### PROBLEM A
Read the comment thread about LinkedIn's social ads below and decide whether each statement agrees with it: (i) LinkedIn admitted it made a mistake with its recent change; (ii) users were notified of the change by email; (iii) one commenter says a door marked "Beware of the Leopard" would keep people in the U.S. from looking inside. For each statement, answer yes or no and quote the words of the comment thread that decide it.

━━━━━ PAGE TEXT

Their "excuse"
Was that they put it in a blog, and ran banner ads. Apparently that is their way of "gaining my permission".
LinkedIn has admitted that it screwed up with its latest tweak to the social-network-for-suits, after the company started using names and photos in third-party advertising. "Our core guiding value is Members First. And, with regards to the social ads we've been testing, we're listening to our members. We could have …
Amazing. When I heard their claim to have properly notified users of the change, I was surprised that I somehow missed this.
Then I find out that this "notification" consisted of a single blog post - and a banner ad, FFS!!
Just unbelievable. On what planet could that possibly be considered "seeking informed consent"?
Ok, maybe I was under a rock that day..... maybe this is a London thing that I just don't get.
What the heck are you talking about?
Did someone actually try to claim displaying something this way? Or are you just being figurative?
If so I get, though I would have to say in the U.S this would not work.
Anything locked in a disused lavatory would be sure to be busted or picked withing a few hours or minutes depending on the neighborhood.
Also I would have to say that any door with "Beware of the Leopard" on it (outside of say a zoo or animal reserve) would be BOUND to make we want to look inside.
Maybe we are stupid curious cats, but that's our nature ... does pay off a bit on the inventing side i guess though....
So if you don't read the LinkedIn blog and do use an ad blocker, you wouldn't have known anything about this. Which explains why I didn't know anything about this...
They have my email address, surely this was important enough to warrant sending notification emails to the user base?
I agree with the previous comments - a blog post is NOT the way to inform your users of an upcoming way to the way an organisation uses their data, unless the organisation has a way of ensuring their entire user base reads the blog.

━━━━━━━━━━
━━━━━ SUPPLIED ENTRIES

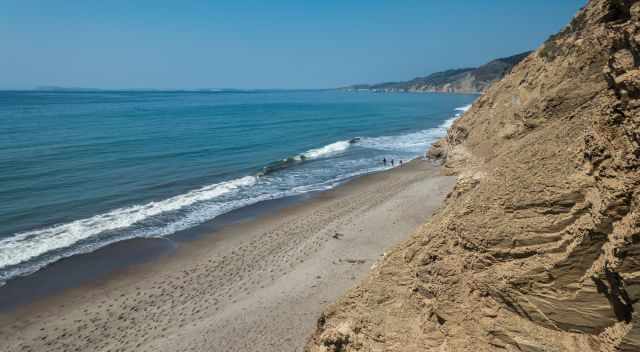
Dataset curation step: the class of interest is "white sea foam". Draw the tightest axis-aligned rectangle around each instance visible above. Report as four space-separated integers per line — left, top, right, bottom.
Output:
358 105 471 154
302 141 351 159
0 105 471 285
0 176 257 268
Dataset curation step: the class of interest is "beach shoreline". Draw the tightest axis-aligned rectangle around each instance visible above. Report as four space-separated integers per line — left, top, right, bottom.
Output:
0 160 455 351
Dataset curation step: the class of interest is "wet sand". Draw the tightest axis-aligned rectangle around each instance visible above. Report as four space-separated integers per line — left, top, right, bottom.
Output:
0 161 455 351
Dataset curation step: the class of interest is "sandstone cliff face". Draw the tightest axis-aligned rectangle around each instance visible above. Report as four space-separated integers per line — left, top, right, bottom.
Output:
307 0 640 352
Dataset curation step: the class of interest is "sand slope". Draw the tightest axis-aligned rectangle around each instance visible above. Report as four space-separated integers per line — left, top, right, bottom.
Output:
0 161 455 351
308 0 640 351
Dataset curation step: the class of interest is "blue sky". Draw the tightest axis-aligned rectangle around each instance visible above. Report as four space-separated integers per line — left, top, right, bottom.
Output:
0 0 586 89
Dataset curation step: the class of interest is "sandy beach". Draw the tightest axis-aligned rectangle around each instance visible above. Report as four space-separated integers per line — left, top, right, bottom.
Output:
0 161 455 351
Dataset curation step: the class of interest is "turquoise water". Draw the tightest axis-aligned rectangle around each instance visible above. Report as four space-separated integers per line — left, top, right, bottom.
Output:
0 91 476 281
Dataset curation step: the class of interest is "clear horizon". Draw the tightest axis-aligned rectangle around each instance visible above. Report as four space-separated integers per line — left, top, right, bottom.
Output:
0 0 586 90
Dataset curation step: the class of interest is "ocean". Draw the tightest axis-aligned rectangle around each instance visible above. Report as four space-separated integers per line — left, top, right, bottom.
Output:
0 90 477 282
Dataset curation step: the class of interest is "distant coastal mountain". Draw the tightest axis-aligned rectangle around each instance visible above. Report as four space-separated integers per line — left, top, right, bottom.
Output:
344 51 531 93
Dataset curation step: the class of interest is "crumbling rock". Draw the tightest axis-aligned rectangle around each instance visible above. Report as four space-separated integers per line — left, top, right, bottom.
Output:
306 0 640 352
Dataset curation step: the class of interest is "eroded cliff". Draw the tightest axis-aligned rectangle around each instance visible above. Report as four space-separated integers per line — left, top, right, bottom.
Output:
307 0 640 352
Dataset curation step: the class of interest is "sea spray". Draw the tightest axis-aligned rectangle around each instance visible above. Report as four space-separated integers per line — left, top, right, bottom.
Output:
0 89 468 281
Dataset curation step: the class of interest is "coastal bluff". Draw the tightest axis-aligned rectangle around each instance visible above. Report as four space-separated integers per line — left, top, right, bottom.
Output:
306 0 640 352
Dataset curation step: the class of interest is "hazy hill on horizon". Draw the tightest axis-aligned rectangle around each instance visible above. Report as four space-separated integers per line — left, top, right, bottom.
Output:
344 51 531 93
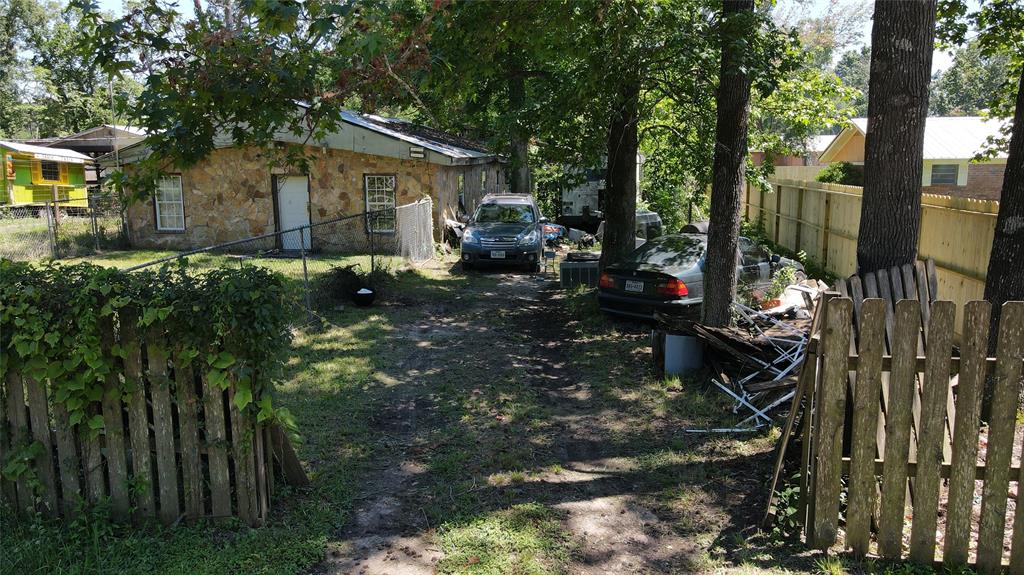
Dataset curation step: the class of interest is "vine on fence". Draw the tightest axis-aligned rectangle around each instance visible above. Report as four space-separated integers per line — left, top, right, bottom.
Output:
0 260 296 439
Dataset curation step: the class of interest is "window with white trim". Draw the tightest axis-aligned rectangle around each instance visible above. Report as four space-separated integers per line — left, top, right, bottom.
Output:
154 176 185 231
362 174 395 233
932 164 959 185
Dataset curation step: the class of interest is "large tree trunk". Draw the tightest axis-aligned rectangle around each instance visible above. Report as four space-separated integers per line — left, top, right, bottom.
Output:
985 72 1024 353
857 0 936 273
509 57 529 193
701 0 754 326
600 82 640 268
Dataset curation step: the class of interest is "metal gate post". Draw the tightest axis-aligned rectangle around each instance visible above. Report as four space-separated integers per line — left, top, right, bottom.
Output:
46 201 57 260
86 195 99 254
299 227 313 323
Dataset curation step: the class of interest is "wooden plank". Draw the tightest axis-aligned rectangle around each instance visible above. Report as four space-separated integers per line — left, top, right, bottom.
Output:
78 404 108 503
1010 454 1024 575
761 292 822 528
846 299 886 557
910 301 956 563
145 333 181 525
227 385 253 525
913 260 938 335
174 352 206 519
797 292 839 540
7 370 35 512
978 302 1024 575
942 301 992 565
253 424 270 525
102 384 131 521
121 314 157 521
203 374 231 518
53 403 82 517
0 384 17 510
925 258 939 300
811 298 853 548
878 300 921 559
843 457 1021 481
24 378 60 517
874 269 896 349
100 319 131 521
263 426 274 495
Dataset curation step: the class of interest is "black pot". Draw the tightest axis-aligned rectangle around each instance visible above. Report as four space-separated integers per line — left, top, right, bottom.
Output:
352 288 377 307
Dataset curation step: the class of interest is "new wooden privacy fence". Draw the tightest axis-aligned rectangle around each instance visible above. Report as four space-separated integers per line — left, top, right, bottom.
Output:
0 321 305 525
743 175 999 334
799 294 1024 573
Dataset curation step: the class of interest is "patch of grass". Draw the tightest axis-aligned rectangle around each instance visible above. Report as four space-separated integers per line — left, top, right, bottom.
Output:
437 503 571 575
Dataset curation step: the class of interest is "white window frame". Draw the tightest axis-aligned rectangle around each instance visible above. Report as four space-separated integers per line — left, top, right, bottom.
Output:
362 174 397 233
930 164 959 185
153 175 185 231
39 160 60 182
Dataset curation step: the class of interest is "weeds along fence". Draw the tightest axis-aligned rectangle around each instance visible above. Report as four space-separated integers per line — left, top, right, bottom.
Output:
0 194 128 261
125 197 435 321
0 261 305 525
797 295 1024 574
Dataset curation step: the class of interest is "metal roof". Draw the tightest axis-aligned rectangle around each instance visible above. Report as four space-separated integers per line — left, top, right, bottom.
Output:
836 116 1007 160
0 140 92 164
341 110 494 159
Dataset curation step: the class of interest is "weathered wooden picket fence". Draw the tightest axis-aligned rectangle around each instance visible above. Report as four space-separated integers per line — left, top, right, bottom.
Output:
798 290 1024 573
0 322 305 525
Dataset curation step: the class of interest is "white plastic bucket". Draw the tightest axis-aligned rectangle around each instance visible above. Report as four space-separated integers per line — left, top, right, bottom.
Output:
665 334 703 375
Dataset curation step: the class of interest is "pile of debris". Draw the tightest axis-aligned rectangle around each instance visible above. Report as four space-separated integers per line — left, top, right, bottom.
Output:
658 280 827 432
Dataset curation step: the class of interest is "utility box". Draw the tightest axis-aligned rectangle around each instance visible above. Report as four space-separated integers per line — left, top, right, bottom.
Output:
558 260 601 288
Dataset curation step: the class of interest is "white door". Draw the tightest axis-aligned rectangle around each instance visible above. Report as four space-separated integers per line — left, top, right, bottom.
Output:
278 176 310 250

━━━━━━━━━━
━━━━━ SUPPLIED ENTRIES

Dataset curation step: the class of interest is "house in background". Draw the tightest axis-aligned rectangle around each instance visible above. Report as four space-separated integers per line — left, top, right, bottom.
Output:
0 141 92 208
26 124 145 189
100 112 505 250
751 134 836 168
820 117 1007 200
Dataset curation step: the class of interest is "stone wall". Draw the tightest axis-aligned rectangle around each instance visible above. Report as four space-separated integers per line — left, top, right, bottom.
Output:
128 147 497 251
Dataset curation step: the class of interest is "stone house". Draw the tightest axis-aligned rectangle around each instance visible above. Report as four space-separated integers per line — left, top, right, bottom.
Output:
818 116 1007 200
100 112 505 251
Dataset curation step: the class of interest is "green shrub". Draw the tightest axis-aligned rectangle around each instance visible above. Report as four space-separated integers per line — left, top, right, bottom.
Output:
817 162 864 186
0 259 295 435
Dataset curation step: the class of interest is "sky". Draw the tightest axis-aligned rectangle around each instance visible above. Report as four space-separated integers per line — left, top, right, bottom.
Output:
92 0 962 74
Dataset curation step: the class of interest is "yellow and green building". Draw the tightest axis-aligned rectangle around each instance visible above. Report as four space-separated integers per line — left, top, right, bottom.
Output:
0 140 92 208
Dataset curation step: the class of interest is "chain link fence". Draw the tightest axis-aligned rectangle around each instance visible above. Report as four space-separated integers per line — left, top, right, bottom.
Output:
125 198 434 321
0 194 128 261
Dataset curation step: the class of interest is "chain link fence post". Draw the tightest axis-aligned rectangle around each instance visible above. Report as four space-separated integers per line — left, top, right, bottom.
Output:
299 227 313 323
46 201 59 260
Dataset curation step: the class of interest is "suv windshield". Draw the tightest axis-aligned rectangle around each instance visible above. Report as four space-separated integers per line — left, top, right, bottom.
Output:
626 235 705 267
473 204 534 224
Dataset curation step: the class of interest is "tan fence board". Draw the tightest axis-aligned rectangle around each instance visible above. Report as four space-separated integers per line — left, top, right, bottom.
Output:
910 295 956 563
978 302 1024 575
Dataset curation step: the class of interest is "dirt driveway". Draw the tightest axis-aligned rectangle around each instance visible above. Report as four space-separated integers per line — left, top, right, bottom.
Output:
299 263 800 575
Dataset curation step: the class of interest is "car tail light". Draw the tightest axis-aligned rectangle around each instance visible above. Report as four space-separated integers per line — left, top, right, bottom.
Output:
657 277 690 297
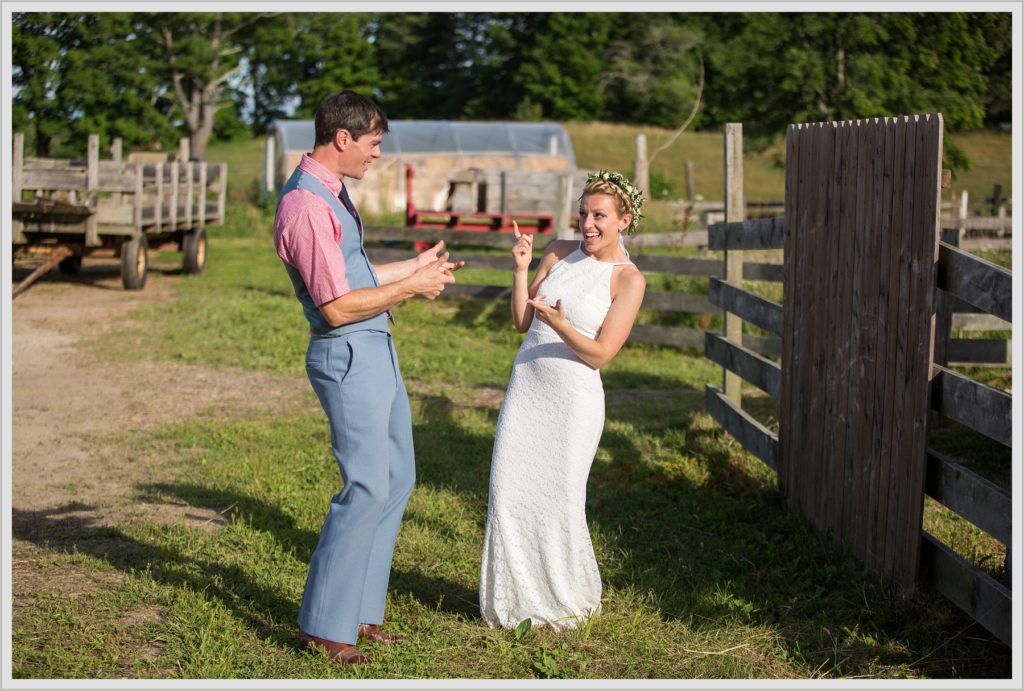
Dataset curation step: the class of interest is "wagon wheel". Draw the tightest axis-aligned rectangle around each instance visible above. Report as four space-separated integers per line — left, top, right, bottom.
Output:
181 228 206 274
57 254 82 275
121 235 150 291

━━━━━━━━━━

### PROBLEM B
Filter the listing above, copying out every line that contains the word "white".

### TASK SOLUTION A
(i) Yes: "LinkedIn has admitted that it screwed up with its latest tweak to the social-network-for-suits"
(ii) No: "this "notification" consisted of a single blog post - and a banner ad"
(iii) No: "would be BOUND to make we want to look inside"

### TASK SOLUTION B
Dataset curation step: the class of interest is "white sea foam". Draw the tightest axis-aligned rectangle around each instance visible above. Report as four space-separated integers per line — left, top, right, bottom.
Dataset curation step: the class of interest is "window with white trim". Draw the tightest axis-aligned rectangle around each instance visible above. Report as four space-separated integers per line — left, top, right, bottom.
Dataset curation step: the class of interest is "white window frame". Draw the tightest axis-aligned rectangle around each instance visible above. Report as four space-separated integers per line — left, top, right, bottom.
Dataset curation step: the class of interest is "white plastic bucket". Draw the tightest axis-aligned rectangle around each instance visible above. Report as four space-separated integers per line — left, top, right, bottom.
Dataset curation step: the class of interest is "white door". Draw the tightest axis-aligned rectangle around each instance visible above. Report as four space-separated integers per line — left, top, right, bottom.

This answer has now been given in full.